-- DOCUMENT SEGMENT follows --

Elliott won the second and third stages of the event and earned the right to choose which lane he wanted to restart for the final 15-lap sprint to the finish. He picked the outside lane and pulled buddy Ryan Blaney with him on the restart but was never challenged and beat Kyle Busch to the finish line.
Bill Elliott won the race in 1986, the only year it was held at Atlanta Motor Speedway. The race began in 1985 at Charlotte Motor Speedway and was held at that North Carolina track every year but one until it was moved during this pandemic-altered year.
Tennessee officials allowed NASCAR and Speedway Motorsports to sell 30,000 tickets to the All-Star race, so it was moved from Charlotte because North Carolina would not authorize spectators for the race.
"There's nothing like Bristol," Chase Elliott said. "There's no feeling like it. This speaks for itself, Bristol is an electric atmosphere. We'll take that million dollars back to Georgia."
It was the most spectators at a sporting event in the United States since March. Because the speedway is privately owned, attendance numbers will not be released, but there appeared to be about 20,000 people in the grandstands. Tickets were on sale through Tuesday evening and still available on Bristol's website until the deadline.
Bristol, dubbed "The Last Great Colosseum," can hold about 140,000 spectators. Speedway Motorsports had those in attendance socially distanced through the grandstands and masks were only required upon entrance. Fans were told they could remove them once in their seats.
Following the post-race fireworks, an announcement was made to the crowd telling fans they'd be dismissed by row.
Elliott won in his fifth All-Star appearance and is the 25th different driver to win the made-for-TV race. He and his father join Hall of Famers Dale Earnhardt and Dale Earnhardt Jr. as winning father-son duos of the event.
"Anytime you can join the Earnhardts in anything in racing, and to join Dad in winning this event, that's not just special. That's a lot of years and a lot of history. For everything to come full circle like that is pretty dang cool," Elliott said.

-- DOCUMENT SEGMENT concluded --
-- EXTRACTED INFORMATION follows --

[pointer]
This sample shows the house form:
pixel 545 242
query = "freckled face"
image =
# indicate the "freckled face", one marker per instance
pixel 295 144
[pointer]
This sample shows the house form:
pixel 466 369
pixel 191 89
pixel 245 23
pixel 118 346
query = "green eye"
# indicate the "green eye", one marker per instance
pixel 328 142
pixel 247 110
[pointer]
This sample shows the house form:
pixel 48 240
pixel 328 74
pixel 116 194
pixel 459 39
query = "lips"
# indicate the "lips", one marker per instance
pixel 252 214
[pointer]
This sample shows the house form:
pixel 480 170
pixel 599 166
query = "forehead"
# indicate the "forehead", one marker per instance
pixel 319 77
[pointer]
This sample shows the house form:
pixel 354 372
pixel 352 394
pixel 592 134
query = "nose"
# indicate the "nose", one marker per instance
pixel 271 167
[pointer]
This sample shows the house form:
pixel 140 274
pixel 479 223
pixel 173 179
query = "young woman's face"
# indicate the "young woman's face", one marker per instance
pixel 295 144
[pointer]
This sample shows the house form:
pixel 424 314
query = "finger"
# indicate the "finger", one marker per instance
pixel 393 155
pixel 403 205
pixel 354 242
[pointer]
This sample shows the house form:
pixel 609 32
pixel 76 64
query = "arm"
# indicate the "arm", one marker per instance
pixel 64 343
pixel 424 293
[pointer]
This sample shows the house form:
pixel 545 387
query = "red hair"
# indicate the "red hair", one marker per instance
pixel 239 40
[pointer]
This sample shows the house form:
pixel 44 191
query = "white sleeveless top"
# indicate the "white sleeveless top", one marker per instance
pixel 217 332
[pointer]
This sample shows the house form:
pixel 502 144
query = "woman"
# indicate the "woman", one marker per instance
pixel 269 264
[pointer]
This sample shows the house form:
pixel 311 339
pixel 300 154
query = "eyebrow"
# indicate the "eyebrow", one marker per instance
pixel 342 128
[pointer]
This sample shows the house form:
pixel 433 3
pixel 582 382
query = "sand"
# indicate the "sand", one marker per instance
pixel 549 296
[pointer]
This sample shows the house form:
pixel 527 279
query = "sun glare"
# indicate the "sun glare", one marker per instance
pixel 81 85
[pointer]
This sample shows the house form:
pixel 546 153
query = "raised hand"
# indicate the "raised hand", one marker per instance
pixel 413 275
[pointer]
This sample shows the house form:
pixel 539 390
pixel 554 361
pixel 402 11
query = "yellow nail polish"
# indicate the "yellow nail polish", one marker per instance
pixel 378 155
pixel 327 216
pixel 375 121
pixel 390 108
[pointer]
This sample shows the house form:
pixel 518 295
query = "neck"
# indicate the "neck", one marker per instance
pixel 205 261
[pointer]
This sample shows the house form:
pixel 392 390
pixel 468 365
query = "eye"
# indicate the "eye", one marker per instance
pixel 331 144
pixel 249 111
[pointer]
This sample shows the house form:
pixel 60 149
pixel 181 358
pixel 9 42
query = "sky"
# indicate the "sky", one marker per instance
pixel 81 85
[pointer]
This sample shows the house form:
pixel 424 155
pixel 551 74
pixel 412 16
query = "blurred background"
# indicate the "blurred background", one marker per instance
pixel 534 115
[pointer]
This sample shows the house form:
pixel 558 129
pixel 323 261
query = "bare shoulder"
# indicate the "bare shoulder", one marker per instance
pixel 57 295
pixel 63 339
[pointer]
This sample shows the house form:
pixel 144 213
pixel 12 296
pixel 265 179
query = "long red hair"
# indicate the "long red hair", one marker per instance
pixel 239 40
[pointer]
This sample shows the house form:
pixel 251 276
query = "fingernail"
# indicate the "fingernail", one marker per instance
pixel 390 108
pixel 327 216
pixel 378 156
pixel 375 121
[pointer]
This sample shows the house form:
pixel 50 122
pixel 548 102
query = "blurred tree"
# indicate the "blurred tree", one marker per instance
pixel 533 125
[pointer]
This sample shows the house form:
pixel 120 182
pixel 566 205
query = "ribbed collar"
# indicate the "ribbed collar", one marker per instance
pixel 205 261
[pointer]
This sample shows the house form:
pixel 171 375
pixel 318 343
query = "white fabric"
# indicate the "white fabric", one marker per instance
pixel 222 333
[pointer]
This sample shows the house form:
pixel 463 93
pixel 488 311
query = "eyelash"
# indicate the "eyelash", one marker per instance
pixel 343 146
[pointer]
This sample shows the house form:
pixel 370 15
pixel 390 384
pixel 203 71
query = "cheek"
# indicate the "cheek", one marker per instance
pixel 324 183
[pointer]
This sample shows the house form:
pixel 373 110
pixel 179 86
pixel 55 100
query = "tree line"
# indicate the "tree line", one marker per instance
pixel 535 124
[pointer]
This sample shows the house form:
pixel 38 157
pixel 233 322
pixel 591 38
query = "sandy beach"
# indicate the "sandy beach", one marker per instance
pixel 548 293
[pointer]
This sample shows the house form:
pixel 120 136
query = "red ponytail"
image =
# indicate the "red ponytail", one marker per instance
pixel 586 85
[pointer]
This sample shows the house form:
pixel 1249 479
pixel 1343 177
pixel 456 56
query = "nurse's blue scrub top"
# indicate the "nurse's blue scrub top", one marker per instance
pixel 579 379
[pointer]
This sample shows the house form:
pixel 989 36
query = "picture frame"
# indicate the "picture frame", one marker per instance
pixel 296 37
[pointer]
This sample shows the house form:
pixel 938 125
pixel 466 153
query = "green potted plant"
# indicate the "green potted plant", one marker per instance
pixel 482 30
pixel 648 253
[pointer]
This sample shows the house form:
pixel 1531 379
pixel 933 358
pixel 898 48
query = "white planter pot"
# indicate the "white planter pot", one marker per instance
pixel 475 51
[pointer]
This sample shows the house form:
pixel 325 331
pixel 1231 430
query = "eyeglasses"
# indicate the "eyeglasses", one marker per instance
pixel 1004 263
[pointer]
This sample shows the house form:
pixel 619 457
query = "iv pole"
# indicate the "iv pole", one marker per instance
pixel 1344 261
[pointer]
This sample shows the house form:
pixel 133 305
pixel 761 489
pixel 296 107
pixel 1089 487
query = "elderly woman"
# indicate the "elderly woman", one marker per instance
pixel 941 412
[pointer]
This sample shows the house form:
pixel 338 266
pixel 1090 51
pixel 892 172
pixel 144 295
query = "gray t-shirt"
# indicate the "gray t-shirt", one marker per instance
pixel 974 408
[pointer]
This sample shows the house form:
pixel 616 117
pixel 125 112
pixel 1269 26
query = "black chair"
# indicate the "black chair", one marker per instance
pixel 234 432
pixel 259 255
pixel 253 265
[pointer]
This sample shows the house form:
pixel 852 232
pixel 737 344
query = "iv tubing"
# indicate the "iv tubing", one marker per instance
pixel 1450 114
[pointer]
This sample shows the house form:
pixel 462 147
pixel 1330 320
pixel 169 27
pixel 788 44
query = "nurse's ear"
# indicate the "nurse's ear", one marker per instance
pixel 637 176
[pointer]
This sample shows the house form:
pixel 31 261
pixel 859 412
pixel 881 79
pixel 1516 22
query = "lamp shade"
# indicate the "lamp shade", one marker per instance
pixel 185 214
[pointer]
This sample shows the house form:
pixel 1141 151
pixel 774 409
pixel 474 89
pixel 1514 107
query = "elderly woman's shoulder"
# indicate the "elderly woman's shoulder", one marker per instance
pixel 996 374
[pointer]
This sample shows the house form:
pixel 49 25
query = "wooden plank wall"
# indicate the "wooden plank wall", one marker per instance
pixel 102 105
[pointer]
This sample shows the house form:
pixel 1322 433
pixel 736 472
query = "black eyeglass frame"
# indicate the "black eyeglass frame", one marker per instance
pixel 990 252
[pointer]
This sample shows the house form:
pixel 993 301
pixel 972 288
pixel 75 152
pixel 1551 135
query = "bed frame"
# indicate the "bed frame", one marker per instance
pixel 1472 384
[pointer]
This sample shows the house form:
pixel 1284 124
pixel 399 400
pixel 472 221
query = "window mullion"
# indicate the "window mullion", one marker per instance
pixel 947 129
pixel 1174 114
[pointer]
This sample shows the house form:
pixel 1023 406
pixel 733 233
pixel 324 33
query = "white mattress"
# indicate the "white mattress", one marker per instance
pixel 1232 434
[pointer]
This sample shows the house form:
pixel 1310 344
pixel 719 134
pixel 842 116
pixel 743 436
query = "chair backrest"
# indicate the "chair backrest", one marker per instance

-- EXTRACTED INFORMATION concluded --

Rewrite the text about the All-Star race from "Tennessee officials allowed" to "for the race.", putting "permit" in place of "authorize". None of this material is needed.

COMPLETED TASK:
Tennessee officials allowed NASCAR and Speedway Motorsports to sell 30,000 tickets to the All-Star race, so it was moved from Charlotte because North Carolina would not permit spectators for the race.